_Task prompt_.
The answer must be every entry, retyped without a single difference.

Stored data entries:
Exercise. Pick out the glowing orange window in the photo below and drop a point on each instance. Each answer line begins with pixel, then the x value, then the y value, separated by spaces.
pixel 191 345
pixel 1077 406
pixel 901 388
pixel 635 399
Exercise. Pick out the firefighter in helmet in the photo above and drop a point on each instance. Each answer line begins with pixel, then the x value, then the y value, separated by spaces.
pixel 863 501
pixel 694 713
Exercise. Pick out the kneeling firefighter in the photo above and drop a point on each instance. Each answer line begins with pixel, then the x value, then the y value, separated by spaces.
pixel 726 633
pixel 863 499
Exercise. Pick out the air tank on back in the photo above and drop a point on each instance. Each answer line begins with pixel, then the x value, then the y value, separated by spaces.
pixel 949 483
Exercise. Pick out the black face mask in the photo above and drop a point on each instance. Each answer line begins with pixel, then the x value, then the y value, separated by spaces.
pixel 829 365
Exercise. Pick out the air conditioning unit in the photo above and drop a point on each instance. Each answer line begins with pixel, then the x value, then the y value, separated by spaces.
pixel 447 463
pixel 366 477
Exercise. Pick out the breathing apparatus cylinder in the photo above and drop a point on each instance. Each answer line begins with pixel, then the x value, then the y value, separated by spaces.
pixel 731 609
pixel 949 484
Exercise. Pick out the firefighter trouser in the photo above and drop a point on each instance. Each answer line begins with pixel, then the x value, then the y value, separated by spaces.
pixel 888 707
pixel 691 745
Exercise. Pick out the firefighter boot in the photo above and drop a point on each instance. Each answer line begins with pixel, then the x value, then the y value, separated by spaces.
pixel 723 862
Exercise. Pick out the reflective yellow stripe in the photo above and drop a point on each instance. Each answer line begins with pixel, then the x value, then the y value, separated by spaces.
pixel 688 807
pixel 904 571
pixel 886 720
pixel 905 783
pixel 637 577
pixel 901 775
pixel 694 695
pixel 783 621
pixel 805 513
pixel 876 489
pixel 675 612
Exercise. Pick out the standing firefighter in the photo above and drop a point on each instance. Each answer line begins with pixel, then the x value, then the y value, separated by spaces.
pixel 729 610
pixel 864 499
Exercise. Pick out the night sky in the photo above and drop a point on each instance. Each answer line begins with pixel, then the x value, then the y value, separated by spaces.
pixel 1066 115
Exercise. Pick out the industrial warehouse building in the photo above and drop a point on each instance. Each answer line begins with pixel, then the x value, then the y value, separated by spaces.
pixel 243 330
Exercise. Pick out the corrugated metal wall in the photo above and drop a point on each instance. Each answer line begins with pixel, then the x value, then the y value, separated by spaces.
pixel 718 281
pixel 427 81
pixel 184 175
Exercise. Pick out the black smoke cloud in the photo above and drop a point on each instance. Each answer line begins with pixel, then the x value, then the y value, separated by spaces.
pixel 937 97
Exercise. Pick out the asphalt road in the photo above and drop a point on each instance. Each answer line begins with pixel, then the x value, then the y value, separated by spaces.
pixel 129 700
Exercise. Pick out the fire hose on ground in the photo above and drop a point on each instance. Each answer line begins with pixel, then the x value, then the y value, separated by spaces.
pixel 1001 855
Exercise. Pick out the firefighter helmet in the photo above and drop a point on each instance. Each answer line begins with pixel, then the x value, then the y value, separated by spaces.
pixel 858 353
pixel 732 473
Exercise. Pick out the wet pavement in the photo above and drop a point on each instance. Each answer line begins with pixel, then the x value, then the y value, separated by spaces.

_Solution_.
Exercise. Pick out the glowing orange window in the photo below and drop a point on each instance. Each answer line begins with pixel, then the x value, then the y value, separated by spaces.
pixel 191 345
pixel 1077 406
pixel 901 388
pixel 635 399
Exercise. Pick out the firefighter in helmet in the photo above and drop a point on each instance. Each answer line begins with pixel, then the x value, then the y value, separated by spaces.
pixel 863 501
pixel 694 713
Exercise. Pick out the kneeling firefighter in the photo above and drop a point on each instance. Each answer line begins with pixel, then the x value, then the y value, separated by spaces.
pixel 726 633
pixel 863 499
Exercise. Pick out the air tank on back in the photo above and drop a point on each instance. Each answer line begins with pixel, then the x value, then the y value, separated by spaces.
pixel 949 483
Exercise. Pick out the black face mask in the photo above and drop a point on each instance. Each answer line begins with pixel, then the x value, then the y value, separated by spaces.
pixel 829 365
Exercise. Pick out the air conditioning unit in the photo above and drop a point on each instance. Each answer line begins with pixel, then the x value, then the y value, separated by spaces.
pixel 447 463
pixel 366 477
Exercise. Pick out the breathing apparatus cylinder in the photo above and drop a point on each instance. Each answer line begins with pixel, then the x value, then the y value, separated by spaces.
pixel 731 609
pixel 949 484
Exercise. Pick out the firefighter trouser in the photo above and drop a point on each instance. Each answer line begins with pixel, then the x value, then the y value, separated by spaces.
pixel 888 707
pixel 691 745
Exercise. Pick out the firefighter boot in the photo above and drop a point on each instance. Each answer line begins with pixel, then the x value, then the y value, separated by spaces.
pixel 723 862
Exercise. Pick out the reflective yellow stripe in the photo above and drop a point on each instance. Each answer line begins with pixel, then the x value, then the y value, separated by spaces.
pixel 688 807
pixel 904 571
pixel 886 720
pixel 905 783
pixel 637 577
pixel 901 775
pixel 694 695
pixel 783 621
pixel 805 513
pixel 876 489
pixel 675 612
Exercise. Pick out the standing firefighter in the photo above and drop a point on each instance. Each answer line begins with pixel, then the x value, then the y value, separated by spaces.
pixel 729 610
pixel 864 499
Exercise. Pick out the night sky in the photo above and drop a point on each instance. Each answer line begins with pixel, then the x value, then the y value, separated by spaces.
pixel 1066 115
Exercise. Pick out the industrial warehouse building in the photo above and drop a point on each instance. Each answer line begins with pixel, then the x value, then the y value, separated by spaces.
pixel 243 330
Exercise. Pick out the corrugated metal wall in the photo above and drop a point on each instance. Each answer line begins with pixel, then the x value, then the y value, separated by spaces.
pixel 718 281
pixel 427 81
pixel 184 175
Exercise. Pick out the black smoke cloud in the photo above and drop a point on each instance. Each answer line begins with pixel, then the x value, then the y value, separated by spaces.
pixel 937 97
Exercise. Pick out the asphalt road in the photo above and drop a point on each instance. Each answer line begins with pixel, then the x value, then the y value, separated by spaces.
pixel 129 700
Exercise. Pick out the fire hose on ground in the photo above and drop a point on each instance. Each answer line begins with pixel, then the x value, then the y value, separated by spaces.
pixel 1001 855
Exercise. Pick out the firefighter helmet in the photo above and drop a point on each instance. Each answer line begins with pixel, then the x value, then the y value, separated by spaces.
pixel 858 353
pixel 732 473
Exercise. Pick out the wet pavement in the photo above and drop a point on each instance. Each answer line begins with pixel, then the x value, then the y value, separated by spaces.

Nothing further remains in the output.